▶ _DIRECTION_:
Rewrite every line of the material below as a Markdown table with the columns "Row" and "Line": "Row" numbers each line and "Line" holds its text. Leave out blank lines.

▶ _TASK MATERIAL_:
[START]

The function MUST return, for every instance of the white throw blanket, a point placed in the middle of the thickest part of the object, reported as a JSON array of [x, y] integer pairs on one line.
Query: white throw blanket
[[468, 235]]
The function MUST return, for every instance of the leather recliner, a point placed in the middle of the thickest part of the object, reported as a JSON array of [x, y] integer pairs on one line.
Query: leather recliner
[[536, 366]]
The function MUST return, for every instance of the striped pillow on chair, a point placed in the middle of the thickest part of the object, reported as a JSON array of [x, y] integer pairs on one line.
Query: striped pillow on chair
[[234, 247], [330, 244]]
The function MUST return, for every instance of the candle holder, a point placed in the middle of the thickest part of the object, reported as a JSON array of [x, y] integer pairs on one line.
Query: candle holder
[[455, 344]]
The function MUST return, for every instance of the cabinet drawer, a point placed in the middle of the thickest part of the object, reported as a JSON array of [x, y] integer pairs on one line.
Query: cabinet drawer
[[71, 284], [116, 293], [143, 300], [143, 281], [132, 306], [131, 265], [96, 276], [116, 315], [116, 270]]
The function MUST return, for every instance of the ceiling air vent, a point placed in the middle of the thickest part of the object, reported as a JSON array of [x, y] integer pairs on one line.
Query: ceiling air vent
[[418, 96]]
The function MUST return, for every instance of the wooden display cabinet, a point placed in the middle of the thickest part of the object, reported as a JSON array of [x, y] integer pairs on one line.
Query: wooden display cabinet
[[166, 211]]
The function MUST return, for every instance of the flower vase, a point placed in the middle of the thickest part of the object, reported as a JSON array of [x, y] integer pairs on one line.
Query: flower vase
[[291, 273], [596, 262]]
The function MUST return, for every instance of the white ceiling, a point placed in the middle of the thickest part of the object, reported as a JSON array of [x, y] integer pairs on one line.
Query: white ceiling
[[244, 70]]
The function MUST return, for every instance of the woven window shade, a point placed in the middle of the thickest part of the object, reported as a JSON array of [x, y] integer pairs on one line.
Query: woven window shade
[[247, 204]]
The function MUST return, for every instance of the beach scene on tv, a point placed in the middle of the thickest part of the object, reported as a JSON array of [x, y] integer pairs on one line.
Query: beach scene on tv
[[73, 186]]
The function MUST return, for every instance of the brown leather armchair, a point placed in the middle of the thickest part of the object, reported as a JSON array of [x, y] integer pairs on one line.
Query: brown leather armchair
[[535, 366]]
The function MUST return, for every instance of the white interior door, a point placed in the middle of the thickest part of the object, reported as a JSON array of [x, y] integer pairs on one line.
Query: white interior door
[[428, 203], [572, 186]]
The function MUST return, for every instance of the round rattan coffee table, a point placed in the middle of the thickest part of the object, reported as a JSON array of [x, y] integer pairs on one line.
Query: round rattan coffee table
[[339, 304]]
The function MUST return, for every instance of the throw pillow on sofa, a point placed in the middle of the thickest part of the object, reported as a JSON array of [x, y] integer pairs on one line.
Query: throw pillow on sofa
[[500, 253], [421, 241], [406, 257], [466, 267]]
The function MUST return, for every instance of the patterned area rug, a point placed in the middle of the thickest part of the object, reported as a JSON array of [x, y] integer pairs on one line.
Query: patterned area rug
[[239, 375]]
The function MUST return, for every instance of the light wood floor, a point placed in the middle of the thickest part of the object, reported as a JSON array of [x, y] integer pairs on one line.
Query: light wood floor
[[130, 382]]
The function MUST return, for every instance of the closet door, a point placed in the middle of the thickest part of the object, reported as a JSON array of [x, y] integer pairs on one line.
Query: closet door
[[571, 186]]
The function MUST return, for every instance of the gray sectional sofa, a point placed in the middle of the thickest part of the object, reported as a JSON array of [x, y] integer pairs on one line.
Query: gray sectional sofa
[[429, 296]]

[END]

▶ _RESULT FOR THIS TASK_:
| Row | Line |
|---|---|
| 1 | The function MUST return, for every instance of the white throw blanket, a point placed in the middle of the thickest part of the object, reported as a JSON array of [x, y] integer pairs on one line. |
| 2 | Query: white throw blanket |
| 3 | [[468, 235]] |
| 4 | The function MUST return, for every instance of the leather recliner, a point placed in the middle of the thickest part of the object, reported as a JSON array of [x, y] integer pairs on one line. |
| 5 | Query: leather recliner |
| 6 | [[536, 366]] |
| 7 | The function MUST return, for every instance of the striped pillow on chair, a point placed in the middle of the thickest part of the object, reported as a JSON array of [x, y] integer pairs on one line. |
| 8 | Query: striped pillow on chair |
| 9 | [[234, 247], [330, 244]] |
| 10 | The function MUST return, for every instance of the candle holder, a point placed in the middle of the thickest part of the object, reported as a JSON array of [x, y] integer pairs on one line. |
| 11 | Query: candle holder |
| 12 | [[455, 344]] |
| 13 | The function MUST return, for every instance of the cabinet drawer, a point placed in the middle of the thickest part of the object, reported as a JSON array of [x, y] integer pairs on one line. |
| 14 | Query: cabinet drawer |
| 15 | [[71, 284], [116, 293], [143, 300], [143, 281], [132, 306], [131, 265], [96, 276], [116, 315], [116, 270]] |
| 16 | The function MUST return, for every instance of the ceiling air vent, a point placed in the middle of the thickest part of the object, reported as a JSON array of [x, y] integer pairs on one line. |
| 17 | Query: ceiling air vent |
| 18 | [[418, 96]] |
| 19 | The function MUST return, for every instance of the wooden display cabinet, a point placed in the middle of the thickest part of the object, reported as a JSON array of [x, y] integer pairs on one line. |
| 20 | Query: wooden display cabinet |
| 21 | [[166, 211]] |
| 22 | The function MUST return, for every instance of the flower vase, a point placed in the middle of the thickest part of the object, reported as a JSON array of [x, y] integer pairs on one line. |
| 23 | Query: flower vase |
| 24 | [[291, 273], [596, 262]] |
| 25 | The function MUST return, for every instance of the white ceiling, a point placed in the middle of the thickest part of the object, reported as a JSON array of [x, y] integer pairs on one line. |
| 26 | Query: white ceiling |
| 27 | [[244, 70]] |
| 28 | The function MUST return, for every instance of the woven window shade, a point placed in the middle of the thickest part of the object, reported as a JSON array of [x, y] integer pairs on one line. |
| 29 | Query: woven window shade |
| 30 | [[247, 204]] |
| 31 | The function MUST return, for every instance of the beach scene on tv, a point placed in the middle of the thickest part of the object, reported as a JSON array of [x, y] integer pairs on one line. |
| 32 | Query: beach scene on tv |
| 33 | [[73, 186]] |
| 34 | The function MUST return, for every instance of the brown leather armchair, a point placed in the middle of the thickest part of the object, reported as a JSON array of [x, y] integer pairs on one line. |
| 35 | Query: brown leather armchair |
| 36 | [[535, 366]] |
| 37 | The function MUST return, for every instance of the white interior door, a point placed in the middle of the thickest part of the object, reported as a JSON array of [x, y] integer pairs on one line. |
| 38 | Query: white interior door |
| 39 | [[428, 203], [572, 186]] |
| 40 | The function MUST return, for every instance of the round rattan coffee table, a point placed in the middle of the thickest part of the object, reported as a JSON array of [x, y] integer pairs on one line. |
| 41 | Query: round rattan coffee table |
| 42 | [[339, 304]] |
| 43 | The function MUST return, for every instance of the throw pillow on sofa, a point placed in the middle of the thickest part of the object, reported as a JSON array of [x, y] integer pairs on one line. |
| 44 | Query: throw pillow on sofa |
| 45 | [[500, 253], [421, 241], [406, 257], [466, 267]] |
| 46 | The function MUST return, for every instance of the patterned area rug, a point placed in the middle of the thickest part of the object, reported as a JSON array of [x, y] integer pairs on one line. |
| 47 | Query: patterned area rug |
| 48 | [[239, 375]] |
| 49 | The function MUST return, for every instance of the light wood floor, a point placed in the middle of the thickest part of the object, reported as a JSON array of [x, y] integer pairs on one line. |
| 50 | Query: light wood floor |
| 51 | [[130, 382]] |
| 52 | The function MUST return, for every instance of the closet door, a point placed in the middle of the thickest part of the object, reported as a JSON array of [x, y] integer pairs on one line. |
| 53 | Query: closet door |
| 54 | [[571, 186]] |
| 55 | The function MUST return, for every instance of the gray sectional sofa, a point placed in the middle of the thickest part of the object, reported as a JSON array of [x, y] integer pairs on one line. |
| 56 | Query: gray sectional sofa |
| 57 | [[429, 296]] |